Data records
☆ ☆ ☆ ☆

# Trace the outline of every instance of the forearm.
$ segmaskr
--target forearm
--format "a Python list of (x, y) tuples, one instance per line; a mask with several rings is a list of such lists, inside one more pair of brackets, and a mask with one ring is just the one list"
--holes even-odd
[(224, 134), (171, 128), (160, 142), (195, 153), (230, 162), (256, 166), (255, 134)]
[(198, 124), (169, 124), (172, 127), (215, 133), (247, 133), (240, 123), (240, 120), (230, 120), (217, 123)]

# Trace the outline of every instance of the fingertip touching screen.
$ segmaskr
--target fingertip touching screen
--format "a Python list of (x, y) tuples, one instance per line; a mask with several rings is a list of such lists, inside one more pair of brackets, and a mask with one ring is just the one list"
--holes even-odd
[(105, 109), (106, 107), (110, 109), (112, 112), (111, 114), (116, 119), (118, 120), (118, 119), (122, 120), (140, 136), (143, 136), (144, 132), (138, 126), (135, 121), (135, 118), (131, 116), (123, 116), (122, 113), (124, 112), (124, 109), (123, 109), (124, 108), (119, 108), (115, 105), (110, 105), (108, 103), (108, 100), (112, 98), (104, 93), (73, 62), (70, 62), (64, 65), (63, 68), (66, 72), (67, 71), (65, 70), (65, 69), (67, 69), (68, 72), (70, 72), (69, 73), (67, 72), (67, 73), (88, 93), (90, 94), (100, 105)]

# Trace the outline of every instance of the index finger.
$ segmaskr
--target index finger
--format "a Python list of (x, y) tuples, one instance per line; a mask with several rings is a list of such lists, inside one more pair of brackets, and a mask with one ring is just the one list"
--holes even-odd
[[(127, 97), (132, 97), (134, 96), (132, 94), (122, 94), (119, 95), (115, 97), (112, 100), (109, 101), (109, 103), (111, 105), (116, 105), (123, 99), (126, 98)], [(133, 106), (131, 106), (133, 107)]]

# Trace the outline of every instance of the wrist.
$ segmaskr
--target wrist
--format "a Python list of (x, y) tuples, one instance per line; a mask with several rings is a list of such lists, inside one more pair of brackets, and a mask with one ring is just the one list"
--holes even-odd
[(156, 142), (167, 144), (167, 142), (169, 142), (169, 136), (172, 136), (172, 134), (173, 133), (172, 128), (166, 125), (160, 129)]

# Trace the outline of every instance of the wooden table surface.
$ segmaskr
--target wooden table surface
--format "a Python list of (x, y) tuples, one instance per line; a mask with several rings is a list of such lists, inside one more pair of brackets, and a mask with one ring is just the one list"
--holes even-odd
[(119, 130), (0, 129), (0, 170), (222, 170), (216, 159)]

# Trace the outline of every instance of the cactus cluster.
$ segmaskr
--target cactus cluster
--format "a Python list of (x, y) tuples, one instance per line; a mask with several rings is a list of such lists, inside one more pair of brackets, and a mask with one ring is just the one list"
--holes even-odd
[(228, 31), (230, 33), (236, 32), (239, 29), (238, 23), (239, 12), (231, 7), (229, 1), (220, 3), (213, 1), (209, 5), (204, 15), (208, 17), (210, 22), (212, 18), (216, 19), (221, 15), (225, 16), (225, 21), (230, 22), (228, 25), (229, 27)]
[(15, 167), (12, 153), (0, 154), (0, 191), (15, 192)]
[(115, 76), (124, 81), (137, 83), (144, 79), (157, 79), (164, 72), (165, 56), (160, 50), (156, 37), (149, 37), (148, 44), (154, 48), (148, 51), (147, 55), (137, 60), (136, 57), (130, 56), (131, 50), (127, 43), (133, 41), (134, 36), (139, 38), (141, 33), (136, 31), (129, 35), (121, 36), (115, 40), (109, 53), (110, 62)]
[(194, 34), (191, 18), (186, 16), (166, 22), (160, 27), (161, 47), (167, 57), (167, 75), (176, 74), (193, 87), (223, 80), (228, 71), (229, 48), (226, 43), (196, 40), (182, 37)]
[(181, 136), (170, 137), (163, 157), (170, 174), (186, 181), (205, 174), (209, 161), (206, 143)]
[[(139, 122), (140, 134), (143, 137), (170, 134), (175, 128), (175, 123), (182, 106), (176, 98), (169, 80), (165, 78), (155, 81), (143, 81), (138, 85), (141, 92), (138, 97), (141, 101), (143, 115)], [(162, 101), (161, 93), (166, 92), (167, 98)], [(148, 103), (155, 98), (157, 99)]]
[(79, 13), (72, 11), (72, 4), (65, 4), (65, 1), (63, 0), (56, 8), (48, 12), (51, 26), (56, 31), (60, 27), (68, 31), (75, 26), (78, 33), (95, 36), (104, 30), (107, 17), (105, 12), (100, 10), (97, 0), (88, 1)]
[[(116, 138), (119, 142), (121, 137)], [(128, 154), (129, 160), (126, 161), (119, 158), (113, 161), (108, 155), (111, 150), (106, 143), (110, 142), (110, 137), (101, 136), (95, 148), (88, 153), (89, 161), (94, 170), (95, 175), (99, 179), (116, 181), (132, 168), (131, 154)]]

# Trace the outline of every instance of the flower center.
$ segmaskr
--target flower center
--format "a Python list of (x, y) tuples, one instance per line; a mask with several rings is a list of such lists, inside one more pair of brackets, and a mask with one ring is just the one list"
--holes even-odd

☆ ☆ ☆ ☆

**Task to carry out**. Rewrite all the records above as a JSON list of strings, one string per line, leaving out blank lines.

**Response to this task**.
[
  "# Trace the outline of every instance of the forearm.",
  "$ segmaskr",
  "--target forearm",
  "--format \"a Python list of (x, y) tuples, one instance per line; a mask with several rings is a list of such lists, inside one more pair of brackets, and a mask with one ring is just the one list\"",
  "--holes even-odd",
  "[(224, 134), (171, 128), (160, 142), (195, 153), (230, 162), (256, 166), (255, 134)]",
  "[(198, 124), (169, 124), (172, 127), (215, 133), (247, 133), (240, 123), (240, 120), (230, 120), (217, 123)]",
  "# Trace the outline of every instance of the fingertip touching screen.",
  "$ segmaskr",
  "--target fingertip touching screen",
  "--format \"a Python list of (x, y) tuples, one instance per line; a mask with several rings is a list of such lists, inside one more pair of brackets, and a mask with one ring is just the one list\"",
  "--holes even-odd",
  "[(105, 109), (106, 107), (110, 109), (112, 112), (111, 114), (116, 119), (118, 120), (118, 119), (122, 120), (140, 136), (143, 136), (144, 132), (138, 126), (135, 121), (135, 118), (131, 116), (123, 116), (122, 113), (124, 112), (124, 109), (123, 109), (124, 108), (119, 108), (115, 105), (110, 105), (108, 103), (108, 100), (112, 98), (104, 93), (73, 62), (70, 62), (64, 65), (63, 68), (66, 72), (67, 71), (65, 70), (65, 69), (67, 69), (68, 72), (70, 72), (69, 73), (67, 72), (67, 73), (88, 93), (90, 94), (100, 105)]",
  "# Trace the outline of every instance of the index finger.",
  "$ segmaskr",
  "--target index finger",
  "--format \"a Python list of (x, y) tuples, one instance per line; a mask with several rings is a list of such lists, inside one more pair of brackets, and a mask with one ring is just the one list\"",
  "--holes even-odd",
  "[[(127, 97), (132, 97), (134, 96), (132, 94), (122, 94), (119, 95), (115, 97), (112, 100), (109, 101), (109, 103), (111, 105), (116, 105), (123, 99), (126, 98)], [(133, 106), (131, 106), (133, 107)]]",
  "# Trace the outline of every instance of the wrist.",
  "$ segmaskr",
  "--target wrist",
  "--format \"a Python list of (x, y) tuples, one instance per line; a mask with several rings is a list of such lists, inside one more pair of brackets, and a mask with one ring is just the one list\"",
  "--holes even-odd",
  "[(156, 142), (167, 144), (167, 142), (169, 142), (169, 136), (172, 136), (172, 134), (173, 133), (172, 128), (166, 125), (160, 129)]",
  "# Trace the outline of every instance of the wooden table surface.",
  "$ segmaskr",
  "--target wooden table surface",
  "--format \"a Python list of (x, y) tuples, one instance per line; a mask with several rings is a list of such lists, inside one more pair of brackets, and a mask with one ring is just the one list\"",
  "--holes even-odd",
  "[(119, 130), (0, 129), (0, 170), (222, 170), (216, 159)]",
  "# Trace the outline of every instance of the cactus cluster.",
  "$ segmaskr",
  "--target cactus cluster",
  "--format \"a Python list of (x, y) tuples, one instance per line; a mask with several rings is a list of such lists, inside one more pair of brackets, and a mask with one ring is just the one list\"",
  "--holes even-odd",
  "[(228, 31), (230, 33), (236, 32), (239, 29), (238, 23), (239, 12), (231, 7), (229, 1), (220, 3), (213, 1), (209, 5), (204, 15), (208, 17), (210, 22), (212, 18), (216, 19), (221, 15), (225, 16), (225, 21), (230, 22), (228, 25), (229, 27)]",
  "[(15, 167), (12, 153), (0, 154), (0, 191), (15, 192)]",
  "[(115, 76), (124, 81), (137, 83), (144, 79), (157, 79), (164, 72), (165, 56), (160, 50), (156, 37), (149, 37), (148, 44), (154, 48), (148, 51), (147, 55), (137, 60), (136, 57), (130, 56), (131, 50), (127, 43), (133, 41), (134, 36), (139, 38), (141, 33), (136, 31), (129, 35), (121, 36), (115, 40), (109, 53), (110, 62)]",
  "[(194, 34), (191, 18), (186, 16), (166, 22), (160, 27), (161, 47), (167, 57), (167, 75), (176, 74), (193, 87), (223, 80), (228, 71), (229, 48), (226, 43), (196, 40), (182, 37)]",
  "[(181, 136), (170, 137), (163, 157), (170, 174), (186, 181), (205, 174), (209, 161), (206, 143)]",
  "[[(139, 122), (140, 134), (143, 137), (170, 134), (175, 128), (175, 123), (182, 106), (176, 98), (169, 80), (165, 78), (155, 81), (143, 81), (138, 85), (141, 92), (138, 97), (141, 101), (143, 115)], [(162, 101), (161, 93), (166, 92), (167, 98)], [(148, 103), (155, 98), (157, 99)]]",
  "[(79, 13), (72, 11), (72, 4), (65, 4), (65, 1), (63, 0), (56, 8), (48, 12), (51, 26), (56, 31), (60, 27), (68, 31), (75, 26), (78, 33), (95, 36), (104, 30), (107, 17), (105, 12), (100, 10), (97, 0), (88, 1)]",
  "[[(116, 138), (119, 142), (121, 137)], [(128, 154), (129, 160), (126, 161), (119, 158), (113, 161), (108, 155), (111, 150), (106, 143), (110, 142), (110, 137), (101, 136), (95, 148), (88, 153), (89, 161), (94, 170), (95, 175), (99, 179), (116, 181), (132, 168), (131, 154)]]",
  "# Trace the outline of every instance of the flower center.",
  "$ segmaskr",
  "--target flower center",
  "--format \"a Python list of (x, y) tuples, one instance per line; a mask with several rings is a list of such lists, inside one more pair of brackets, and a mask with one ring is just the one list\"",
  "--holes even-odd"
]